* [OBJECTIVE]:
Every line from the one with "Please identify the woman in" to the end of the data needs to be copied exactly, and no line before it.

(Dataset excerpts on object pointing)
---+---
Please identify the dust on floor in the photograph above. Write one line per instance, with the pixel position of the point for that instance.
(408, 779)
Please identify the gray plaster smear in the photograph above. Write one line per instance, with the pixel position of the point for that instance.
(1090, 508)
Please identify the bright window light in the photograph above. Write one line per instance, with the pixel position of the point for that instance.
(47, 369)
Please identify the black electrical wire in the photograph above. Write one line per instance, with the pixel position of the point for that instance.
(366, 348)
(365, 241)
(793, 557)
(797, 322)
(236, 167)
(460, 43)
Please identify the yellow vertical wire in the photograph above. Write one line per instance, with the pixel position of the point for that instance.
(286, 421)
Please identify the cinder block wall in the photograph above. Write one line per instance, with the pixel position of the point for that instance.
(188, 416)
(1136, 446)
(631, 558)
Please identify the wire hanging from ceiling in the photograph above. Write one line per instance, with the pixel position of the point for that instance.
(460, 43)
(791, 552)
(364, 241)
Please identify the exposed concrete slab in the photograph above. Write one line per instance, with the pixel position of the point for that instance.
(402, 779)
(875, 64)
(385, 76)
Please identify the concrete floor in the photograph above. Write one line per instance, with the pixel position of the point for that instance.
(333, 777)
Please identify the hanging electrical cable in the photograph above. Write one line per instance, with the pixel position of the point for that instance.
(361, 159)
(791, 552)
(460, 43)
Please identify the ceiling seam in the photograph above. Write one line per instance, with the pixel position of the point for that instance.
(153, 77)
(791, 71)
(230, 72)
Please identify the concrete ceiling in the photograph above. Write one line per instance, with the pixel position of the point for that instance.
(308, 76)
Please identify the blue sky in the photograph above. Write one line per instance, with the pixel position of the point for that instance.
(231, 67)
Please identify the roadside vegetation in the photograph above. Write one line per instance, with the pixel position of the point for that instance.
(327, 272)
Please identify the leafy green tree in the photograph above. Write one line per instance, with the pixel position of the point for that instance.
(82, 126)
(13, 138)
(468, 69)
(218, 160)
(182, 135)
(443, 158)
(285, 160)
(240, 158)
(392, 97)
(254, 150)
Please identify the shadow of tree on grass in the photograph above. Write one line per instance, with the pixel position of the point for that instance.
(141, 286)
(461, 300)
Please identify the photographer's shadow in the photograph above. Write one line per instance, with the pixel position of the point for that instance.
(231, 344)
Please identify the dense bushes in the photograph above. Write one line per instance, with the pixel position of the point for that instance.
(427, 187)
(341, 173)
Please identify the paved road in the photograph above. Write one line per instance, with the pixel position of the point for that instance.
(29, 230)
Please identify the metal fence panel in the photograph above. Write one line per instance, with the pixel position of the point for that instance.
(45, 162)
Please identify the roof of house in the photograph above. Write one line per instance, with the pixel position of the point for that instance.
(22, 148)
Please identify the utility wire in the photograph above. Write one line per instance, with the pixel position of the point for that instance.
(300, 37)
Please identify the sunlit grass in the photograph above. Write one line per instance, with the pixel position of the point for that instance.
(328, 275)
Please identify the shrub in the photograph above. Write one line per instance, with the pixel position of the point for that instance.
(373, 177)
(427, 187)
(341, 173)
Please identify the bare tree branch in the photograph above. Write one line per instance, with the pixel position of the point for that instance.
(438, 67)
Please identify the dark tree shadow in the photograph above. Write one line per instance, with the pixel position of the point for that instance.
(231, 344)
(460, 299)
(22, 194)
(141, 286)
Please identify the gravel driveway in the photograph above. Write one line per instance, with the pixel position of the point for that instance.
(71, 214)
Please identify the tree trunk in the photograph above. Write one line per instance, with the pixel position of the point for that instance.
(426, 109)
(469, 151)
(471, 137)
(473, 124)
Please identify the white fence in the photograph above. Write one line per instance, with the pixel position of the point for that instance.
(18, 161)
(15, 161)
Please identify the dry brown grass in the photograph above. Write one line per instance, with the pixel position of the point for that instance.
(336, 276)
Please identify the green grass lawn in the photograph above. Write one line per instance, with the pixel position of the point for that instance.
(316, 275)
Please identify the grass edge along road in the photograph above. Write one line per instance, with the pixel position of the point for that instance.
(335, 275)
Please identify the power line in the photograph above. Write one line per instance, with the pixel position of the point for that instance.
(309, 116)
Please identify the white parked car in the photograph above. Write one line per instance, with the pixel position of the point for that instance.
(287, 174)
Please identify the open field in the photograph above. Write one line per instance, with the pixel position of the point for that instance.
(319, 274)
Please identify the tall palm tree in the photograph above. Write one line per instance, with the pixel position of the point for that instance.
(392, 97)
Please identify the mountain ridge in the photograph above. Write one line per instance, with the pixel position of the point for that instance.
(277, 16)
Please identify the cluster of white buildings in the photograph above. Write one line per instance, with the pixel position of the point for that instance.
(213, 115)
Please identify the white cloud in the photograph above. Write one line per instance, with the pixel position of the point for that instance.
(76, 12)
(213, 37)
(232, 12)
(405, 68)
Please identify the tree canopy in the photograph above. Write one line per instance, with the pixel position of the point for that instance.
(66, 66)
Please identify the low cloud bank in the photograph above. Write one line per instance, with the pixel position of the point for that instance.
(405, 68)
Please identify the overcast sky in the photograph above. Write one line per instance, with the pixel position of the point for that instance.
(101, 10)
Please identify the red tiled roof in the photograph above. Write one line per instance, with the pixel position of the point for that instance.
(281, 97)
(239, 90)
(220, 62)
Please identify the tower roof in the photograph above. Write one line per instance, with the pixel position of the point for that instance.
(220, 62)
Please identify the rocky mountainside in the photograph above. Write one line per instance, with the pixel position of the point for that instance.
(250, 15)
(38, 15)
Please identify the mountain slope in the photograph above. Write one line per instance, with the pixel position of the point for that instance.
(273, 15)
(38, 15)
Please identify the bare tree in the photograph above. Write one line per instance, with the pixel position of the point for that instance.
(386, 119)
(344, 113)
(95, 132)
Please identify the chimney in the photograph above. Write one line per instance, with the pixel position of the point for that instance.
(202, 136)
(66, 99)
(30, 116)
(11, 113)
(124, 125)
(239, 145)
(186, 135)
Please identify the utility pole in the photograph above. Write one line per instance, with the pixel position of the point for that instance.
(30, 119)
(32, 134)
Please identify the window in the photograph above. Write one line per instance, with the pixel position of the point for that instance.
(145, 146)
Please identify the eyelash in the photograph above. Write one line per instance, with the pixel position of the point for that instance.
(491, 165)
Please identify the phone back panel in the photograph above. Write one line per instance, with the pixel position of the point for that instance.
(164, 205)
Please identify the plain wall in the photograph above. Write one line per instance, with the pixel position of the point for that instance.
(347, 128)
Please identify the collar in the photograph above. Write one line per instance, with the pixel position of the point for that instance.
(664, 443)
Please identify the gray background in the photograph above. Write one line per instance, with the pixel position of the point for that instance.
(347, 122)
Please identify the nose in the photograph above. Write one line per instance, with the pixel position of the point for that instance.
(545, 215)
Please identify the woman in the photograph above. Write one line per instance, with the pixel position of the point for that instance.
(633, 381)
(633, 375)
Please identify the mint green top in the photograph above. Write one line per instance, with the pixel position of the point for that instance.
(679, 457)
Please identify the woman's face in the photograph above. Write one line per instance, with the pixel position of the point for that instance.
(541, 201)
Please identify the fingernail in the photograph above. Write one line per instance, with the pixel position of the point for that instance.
---+---
* [ANSWER TO THE PROBLEM]:
Please identify the woman in the photograph above. Write one line per instance, with the pixel position of the point for that instance.
(633, 381)
(633, 375)
Please identify the mint green top in the photograph above. Write one line per instance, with the pixel position of the point for that instance.
(679, 457)
Please identify the woman's face in the photograph above. Write one line per instance, with the pixel position of the point for that instance.
(541, 201)
Please identify the fingernail in the photograph above. Write one line per instance, with the pixel position of the point for that instance.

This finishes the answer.